## [Objective]
Continue the forum thread on goats eating bamboo, below, from the point where it stops.

## [Source]

# Goats love bamboo!



## Dwarf Dad (Aug 27, 2017)

Nobody told me.lol I cut some bamboo for my wife and started a stampede! A small herd of small goats went crazy for the bamboo.







Even the dogs got in on the action.







I went back and cut some sprouts to feed them. They wouldn't touch them unless I unwrapped.



















Bonne got tired of her subjects pushing and shoving, so went to the royal balcony where I delivered her bamboo snack to her.







My wife is using the bamboo to goat proof? a flowerbed. I will take some pics of that when she gets a little further along.


----------



## GoofyGoat (Sep 21, 2018)

Great pics  
Who knew bamboo would be so popular it grows fast too. I might have to plant some for my brats!


----------



## toth boer goats (Jul 20, 2008)

Oh yes, they love it.


----------



## SandyNubians (Feb 18, 2017)

Wow, never would have guessed! Looks like I may have to get some! It's pretty, and a goatie snack!


----------



## ksalvagno (Oct 6, 2009)

That is funny. Good thing since bamboo can be invasive.


----------



## MadCatX (Jan 16, 2018)

Man DD that is awesome. Great Pics! very funny and good to know!


----------



## Dwarf Dad (Aug 27, 2017)

ksalvagno said:


> That is funny. Good thing since bamboo can be invasive.


Yes, just had someone move out of their house a couple of months ago. He married someone with a better house.lol Said I could let the goats browse and take what I wanted. I did.
He said he was tired of fighting bamboo. We could have taken care of that if we had known that goats like it.


----------



## Dwarf Dad (Aug 27, 2017)

The bamboo wagon loaded for another trip.


----------



## Dwarf Dad (Aug 27, 2017)

The reason for all of the bamboo.


----------



## ksalvagno (Oct 6, 2009)

Nice!


----------



## toth boer goats (Jul 20, 2008)

Neat.


----------



## ScottE (May 4, 2019)

I'm happy to hear that! We planted a bunch of bamboo specifically for the goats.


----------



## Trollmor (Aug 19, 2011)

Time to make a commercial film together? "Have you problems with invasive bamboo? Hire a flock of goats!"

(Perhaps good if we then "forget" to mention that also goats can be invasive ...)


----------



## ScottE (May 4, 2019)

## [Data]
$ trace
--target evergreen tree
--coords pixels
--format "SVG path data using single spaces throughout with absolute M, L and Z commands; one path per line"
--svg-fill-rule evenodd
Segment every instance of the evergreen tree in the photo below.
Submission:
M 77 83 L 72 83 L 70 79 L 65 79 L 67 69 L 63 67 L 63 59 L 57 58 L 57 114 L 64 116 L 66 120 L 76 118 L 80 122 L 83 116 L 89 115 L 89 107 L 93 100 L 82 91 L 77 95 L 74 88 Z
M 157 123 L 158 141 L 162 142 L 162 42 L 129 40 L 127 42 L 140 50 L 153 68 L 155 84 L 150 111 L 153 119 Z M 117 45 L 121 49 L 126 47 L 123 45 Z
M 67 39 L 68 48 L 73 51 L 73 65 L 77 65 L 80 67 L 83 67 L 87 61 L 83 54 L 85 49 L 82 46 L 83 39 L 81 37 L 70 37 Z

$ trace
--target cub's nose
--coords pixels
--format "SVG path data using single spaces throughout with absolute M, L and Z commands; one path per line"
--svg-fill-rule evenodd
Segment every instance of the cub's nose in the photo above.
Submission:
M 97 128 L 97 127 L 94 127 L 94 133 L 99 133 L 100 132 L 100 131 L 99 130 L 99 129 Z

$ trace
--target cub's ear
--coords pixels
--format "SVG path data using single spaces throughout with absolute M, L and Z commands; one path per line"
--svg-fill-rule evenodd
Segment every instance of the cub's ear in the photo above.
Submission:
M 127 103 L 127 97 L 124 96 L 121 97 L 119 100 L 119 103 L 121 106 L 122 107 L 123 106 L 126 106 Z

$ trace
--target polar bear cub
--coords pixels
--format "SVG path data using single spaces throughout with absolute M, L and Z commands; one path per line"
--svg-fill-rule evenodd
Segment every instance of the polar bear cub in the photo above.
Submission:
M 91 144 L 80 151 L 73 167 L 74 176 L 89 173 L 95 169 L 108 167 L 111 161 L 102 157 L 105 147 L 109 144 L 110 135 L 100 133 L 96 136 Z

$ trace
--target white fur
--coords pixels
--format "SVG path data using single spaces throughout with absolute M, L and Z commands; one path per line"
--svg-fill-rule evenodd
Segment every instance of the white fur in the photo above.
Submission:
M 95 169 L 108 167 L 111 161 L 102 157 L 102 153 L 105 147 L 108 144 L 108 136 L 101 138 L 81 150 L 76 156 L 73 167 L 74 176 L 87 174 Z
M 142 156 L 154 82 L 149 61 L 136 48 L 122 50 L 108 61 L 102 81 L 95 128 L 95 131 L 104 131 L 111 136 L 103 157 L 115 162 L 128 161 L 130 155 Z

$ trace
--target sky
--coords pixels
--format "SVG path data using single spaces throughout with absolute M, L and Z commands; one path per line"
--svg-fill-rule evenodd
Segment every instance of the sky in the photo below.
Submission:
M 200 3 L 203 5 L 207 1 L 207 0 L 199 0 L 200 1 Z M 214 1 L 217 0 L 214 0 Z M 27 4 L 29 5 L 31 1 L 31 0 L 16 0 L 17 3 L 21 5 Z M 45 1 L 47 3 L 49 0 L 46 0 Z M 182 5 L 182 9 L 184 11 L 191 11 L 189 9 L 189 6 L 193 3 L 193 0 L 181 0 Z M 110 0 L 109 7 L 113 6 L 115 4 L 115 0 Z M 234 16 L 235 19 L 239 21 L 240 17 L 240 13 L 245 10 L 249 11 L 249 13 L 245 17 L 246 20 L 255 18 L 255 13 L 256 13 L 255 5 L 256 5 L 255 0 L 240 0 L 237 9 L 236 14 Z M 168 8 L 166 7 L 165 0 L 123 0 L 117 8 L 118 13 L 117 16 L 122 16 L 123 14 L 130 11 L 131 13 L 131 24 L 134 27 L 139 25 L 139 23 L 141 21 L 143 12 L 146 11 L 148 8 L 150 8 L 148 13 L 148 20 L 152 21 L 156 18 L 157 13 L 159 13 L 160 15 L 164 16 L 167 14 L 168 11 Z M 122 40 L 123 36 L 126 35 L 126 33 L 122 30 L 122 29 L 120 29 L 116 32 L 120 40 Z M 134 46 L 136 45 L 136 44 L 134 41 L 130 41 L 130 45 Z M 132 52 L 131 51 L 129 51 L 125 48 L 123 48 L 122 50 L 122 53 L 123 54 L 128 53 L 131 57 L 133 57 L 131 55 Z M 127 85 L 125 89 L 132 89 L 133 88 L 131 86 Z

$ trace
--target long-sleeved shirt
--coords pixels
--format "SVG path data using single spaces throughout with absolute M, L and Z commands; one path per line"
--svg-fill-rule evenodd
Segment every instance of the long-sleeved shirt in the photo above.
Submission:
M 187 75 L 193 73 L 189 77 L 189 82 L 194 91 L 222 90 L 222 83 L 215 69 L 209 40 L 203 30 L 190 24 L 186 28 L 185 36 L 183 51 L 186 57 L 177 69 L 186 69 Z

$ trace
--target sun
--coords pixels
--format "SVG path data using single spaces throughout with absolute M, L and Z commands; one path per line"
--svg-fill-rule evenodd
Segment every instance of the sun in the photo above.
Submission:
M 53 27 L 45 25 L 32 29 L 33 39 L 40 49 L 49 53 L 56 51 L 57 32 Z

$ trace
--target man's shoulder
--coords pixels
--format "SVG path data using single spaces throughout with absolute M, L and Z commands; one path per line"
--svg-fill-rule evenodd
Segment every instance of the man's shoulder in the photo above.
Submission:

## [Task answer]
Trollmor said:


> Time to make a commercial film together? "Have you problems with invasive bamboo? Hire a flock of goats!"
> 
> (Perhaps good if we then "forget" to mention that also goats can be invasive ...)


Energizer. Have you seen the prices of goat rentals?!?!

In my area its $35/week per goat. Renting an excavator is cheaper.

I know this because my neighbor has expressed interest in renting my goats to help him clear a 1/2 acre of black berry bramble and we're trying to come up with a fair price.


----------



## MadCatX (Jan 16, 2018)

Wow - I need to get some more goat mowers lol.


----------



## Trollmor (Aug 19, 2011)

Well to rent a goat, with fences and all, that must cost! Do charge for the pleasure as well!


----------



## MadCatX (Jan 16, 2018)

I thought of that, lol Id have to charge extra for rolling out the mobile electric fence.


----------



## Dwarf Dad (Aug 27, 2017)

The only problem with the bamboo is the leaves are higher than my goats can get to. I have to cut it for them. When they are out foraging, bamboo is way down the list of things to eat.
But let me bring it home!


----------



## MadCatX (Jan 16, 2018)

Lol they got you wrapped like Bonnie and Clyde got me haha


----------



## Trollmor (Aug 19, 2011)

Yes, they obviously let you bring it home!

If the customer sets up the fence, electric or not, of course the cost must go down. But do charge extra for all the kisses, for the lying in laps ...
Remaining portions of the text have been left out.